- _Given request_
Would you set down every entry shown below, precisely as written?

- _Given entries_
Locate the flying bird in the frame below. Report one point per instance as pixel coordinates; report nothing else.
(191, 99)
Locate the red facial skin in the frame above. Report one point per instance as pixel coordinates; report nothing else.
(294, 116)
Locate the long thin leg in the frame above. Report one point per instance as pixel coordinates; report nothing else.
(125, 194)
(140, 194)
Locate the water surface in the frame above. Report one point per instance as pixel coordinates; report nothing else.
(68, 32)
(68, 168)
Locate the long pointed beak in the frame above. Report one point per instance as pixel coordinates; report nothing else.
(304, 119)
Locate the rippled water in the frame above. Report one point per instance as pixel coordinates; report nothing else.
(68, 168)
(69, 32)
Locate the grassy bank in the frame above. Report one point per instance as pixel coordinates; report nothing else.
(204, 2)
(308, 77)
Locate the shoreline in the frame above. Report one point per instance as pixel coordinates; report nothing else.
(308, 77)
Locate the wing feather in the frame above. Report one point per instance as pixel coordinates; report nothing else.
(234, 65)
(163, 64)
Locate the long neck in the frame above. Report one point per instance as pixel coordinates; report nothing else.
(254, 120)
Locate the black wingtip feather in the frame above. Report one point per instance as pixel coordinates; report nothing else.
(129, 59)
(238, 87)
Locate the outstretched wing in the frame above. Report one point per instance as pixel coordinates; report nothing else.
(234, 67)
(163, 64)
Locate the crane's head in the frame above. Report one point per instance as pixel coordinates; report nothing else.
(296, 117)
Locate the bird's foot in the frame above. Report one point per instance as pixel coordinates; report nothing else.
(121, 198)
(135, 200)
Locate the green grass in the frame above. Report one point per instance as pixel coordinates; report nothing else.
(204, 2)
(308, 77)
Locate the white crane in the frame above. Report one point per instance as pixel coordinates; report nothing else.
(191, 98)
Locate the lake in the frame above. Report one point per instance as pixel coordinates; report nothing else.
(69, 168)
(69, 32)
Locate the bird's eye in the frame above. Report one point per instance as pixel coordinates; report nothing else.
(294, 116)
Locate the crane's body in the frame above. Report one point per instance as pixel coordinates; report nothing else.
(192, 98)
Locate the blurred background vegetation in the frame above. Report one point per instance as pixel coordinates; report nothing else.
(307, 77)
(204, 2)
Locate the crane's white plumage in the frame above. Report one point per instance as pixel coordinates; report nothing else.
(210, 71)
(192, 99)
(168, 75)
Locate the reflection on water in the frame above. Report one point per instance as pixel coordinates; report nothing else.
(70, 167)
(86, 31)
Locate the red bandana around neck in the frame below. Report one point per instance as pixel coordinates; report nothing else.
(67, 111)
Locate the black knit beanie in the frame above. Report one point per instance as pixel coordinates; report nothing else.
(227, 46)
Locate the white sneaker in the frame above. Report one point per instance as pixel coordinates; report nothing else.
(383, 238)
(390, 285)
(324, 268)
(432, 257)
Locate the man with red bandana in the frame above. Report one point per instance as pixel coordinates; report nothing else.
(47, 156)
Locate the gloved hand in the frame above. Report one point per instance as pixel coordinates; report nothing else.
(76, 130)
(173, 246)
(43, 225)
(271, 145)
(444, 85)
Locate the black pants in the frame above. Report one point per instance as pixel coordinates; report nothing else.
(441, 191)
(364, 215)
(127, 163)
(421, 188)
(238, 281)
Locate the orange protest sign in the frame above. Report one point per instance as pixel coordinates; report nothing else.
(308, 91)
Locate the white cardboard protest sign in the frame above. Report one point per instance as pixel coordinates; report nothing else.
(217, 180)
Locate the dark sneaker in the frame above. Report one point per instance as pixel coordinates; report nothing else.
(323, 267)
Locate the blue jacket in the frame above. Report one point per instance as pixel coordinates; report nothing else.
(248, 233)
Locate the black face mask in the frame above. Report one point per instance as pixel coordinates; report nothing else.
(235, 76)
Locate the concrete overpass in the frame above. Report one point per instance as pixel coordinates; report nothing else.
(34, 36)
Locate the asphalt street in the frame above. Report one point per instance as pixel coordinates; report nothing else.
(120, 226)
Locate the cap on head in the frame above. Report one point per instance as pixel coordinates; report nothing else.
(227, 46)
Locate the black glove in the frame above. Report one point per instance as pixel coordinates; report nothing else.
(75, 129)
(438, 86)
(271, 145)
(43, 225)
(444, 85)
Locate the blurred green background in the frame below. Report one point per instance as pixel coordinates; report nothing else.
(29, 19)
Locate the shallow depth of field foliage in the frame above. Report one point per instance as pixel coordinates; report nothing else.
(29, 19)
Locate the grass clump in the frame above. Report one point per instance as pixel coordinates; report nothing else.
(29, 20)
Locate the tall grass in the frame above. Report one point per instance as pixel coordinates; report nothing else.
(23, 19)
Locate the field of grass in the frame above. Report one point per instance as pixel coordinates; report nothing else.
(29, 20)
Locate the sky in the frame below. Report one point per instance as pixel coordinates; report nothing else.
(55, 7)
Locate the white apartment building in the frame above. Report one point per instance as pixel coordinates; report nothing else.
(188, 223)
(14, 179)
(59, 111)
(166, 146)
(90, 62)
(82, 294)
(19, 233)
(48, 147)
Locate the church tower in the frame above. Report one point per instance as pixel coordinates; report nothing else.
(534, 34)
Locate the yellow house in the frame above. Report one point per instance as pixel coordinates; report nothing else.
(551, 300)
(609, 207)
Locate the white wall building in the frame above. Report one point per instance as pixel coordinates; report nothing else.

- _Response for this exercise_
Locate the flying bird in the frame below. Report one point per instance as pixel coordinates; report nothing else.
(191, 99)
Locate the red facial skin in the frame above. Report one point per instance as pixel coordinates; report nothing else.
(294, 116)
Locate the long thin leg in the frame above. Report one point per instance as pixel coordinates; report nothing else.
(125, 194)
(140, 194)
Locate the water surface in the frame above. Report one point per instance as pixel coordinates; report nothing else.
(68, 32)
(68, 168)
Locate the long pointed beak in the frame above. Report one point per instance as pixel coordinates; report nothing else.
(304, 119)
Locate the rippled water in the frame above. Report one point per instance as pixel coordinates; report nothing else.
(68, 168)
(69, 32)
Locate the grassy bank in the frame above. Report one point per instance as pixel coordinates; report nothing else.
(204, 2)
(308, 77)
Locate the shoreline in the frame above. Report one point per instance as pixel coordinates; report nothing else.
(308, 77)
Locate the wing feather in the frame above. Report one point per instance as pixel coordinates; report nothing else.
(234, 65)
(163, 64)
Locate the long neck in the frame above. Report one point per instance as pixel coordinates; report nothing else.
(254, 120)
Locate the black wingtip feather in the frame above. Report one point per instance as pixel coordinates; report nothing else.
(129, 59)
(238, 87)
Locate the outstretched wing in the frame above. Report one point per instance as pixel coordinates; report nothing else.
(234, 67)
(163, 64)
Locate the crane's head in the frame above. Report one point per instance as pixel coordinates; report nothing else.
(296, 117)
Locate the bird's foot in the frame above. Report one point per instance as pixel coordinates; report nothing else.
(121, 198)
(135, 200)
Locate the green grass in the frame above. Report one point per instance as pixel coordinates; report nothing else.
(204, 2)
(308, 77)
Locate the white crane in the frame above. Report one point per instance as pixel coordinates; report nothing else.
(191, 98)
Locate the lake in the frame above. Report one point per instance as pixel coordinates; report nothing else.
(69, 168)
(69, 32)
Locate the bird's eye in the frame above. Report one point per instance as pixel coordinates; report nothing else.
(294, 116)
Locate the crane's body in the frame above. Report one point per instance as pixel coordinates; report nothing else.
(192, 98)
Locate the blurred background vegetation in the frame above. Report one point per instance as pixel coordinates; report nothing else.
(307, 77)
(204, 2)
Locate the crane's white plumage in the frame above. Report one point per instance as pixel coordinates; report nothing else.
(210, 71)
(192, 99)
(168, 75)
Locate the reflection on water in the frame above. Report one point per instance as pixel coordinates; report nothing else.
(70, 167)
(86, 31)
Locate the red bandana around neck in the frame below. Report one point per instance as pixel coordinates; report nothing else.
(67, 111)
Locate the black knit beanie in the frame above. Report one point per instance as pixel coordinates; report nothing else.
(227, 46)
Locate the white sneaker in the frame above. Report one point per instance as pixel coordinates; report nothing else.
(383, 238)
(390, 285)
(324, 268)
(432, 257)
Locate the man with red bandana in the frame above. Report one point per instance as pixel coordinates; report nothing else.
(47, 156)
Locate the gloved hand in the frame above. Report one point per instance as pixel coordinates; report nothing else.
(76, 130)
(173, 246)
(43, 225)
(271, 145)
(444, 85)
Locate the black pants in the frame above. Report one point per instance as pixel coordinates; report nothing else.
(441, 191)
(364, 215)
(127, 163)
(421, 188)
(238, 281)
Locate the orange protest sign in the frame above. Report one point per instance as pixel coordinates; report nothing else.
(308, 91)
Locate the white cardboard protest sign in the frame above. Report one point per instance as pixel coordinates; report nothing else.
(217, 180)
Locate the dark sneaker in the frame above. Report one point per instance as pixel coordinates; report nothing else.
(323, 267)
Locate the blue jacket in the frame above. Report one point per instance as pixel coordinates; report nothing else.
(248, 233)
Locate the black face mask in the frame above. Report one point per instance as pixel coordinates; report nothing else.
(235, 76)
Locate the concrete overpass in the frame above. Report one point per instance as pixel coordinates; report nothing else.
(34, 36)
Locate the asphalt street in the frame above. Report one point per instance as pixel coordinates; report nothing else.
(120, 226)
Locate the cap on head in the frame above. Report one point per instance as pixel coordinates; report nothing else.
(227, 46)
Locate the black glove in the frame above. Report one point per instance as pixel coordinates; report nothing else.
(75, 129)
(438, 86)
(271, 145)
(43, 225)
(444, 85)
Locate the blurred green background in the frame below. Report one point per instance as pixel coordinates; report nothing else.
(29, 19)
Locate the shallow depth of field foliage in the frame above. Report one point per instance as pixel coordinates; report nothing else.
(29, 19)
Locate the grass clump in the frame above. Report one point per instance as pixel coordinates; report nothing else.
(29, 20)
Locate the tall grass in the frame above. Report one point per instance as pixel coordinates; report nothing else.
(23, 19)
Locate the field of grass in the frame above. Report one point per instance as pixel coordinates; report nothing else.
(29, 20)
Locate the sky in the frame below. Report one point per instance as pixel coordinates; report nothing else.
(55, 7)
Locate the white apartment building in the frame above. Report one point per instance as pixel coordinates; report nothing else.
(188, 223)
(14, 179)
(59, 111)
(166, 146)
(90, 62)
(82, 294)
(19, 233)
(48, 147)
Locate the church tower in the frame above. Report one point per instance as pixel coordinates; report nothing else.
(534, 34)
Locate the yellow house in the frame above. Report one point per instance as pixel coordinates; report nothing else.
(551, 300)
(609, 207)
Locate the white wall building in the frame above. Report one point per instance as pixel coordinates; report nothing else.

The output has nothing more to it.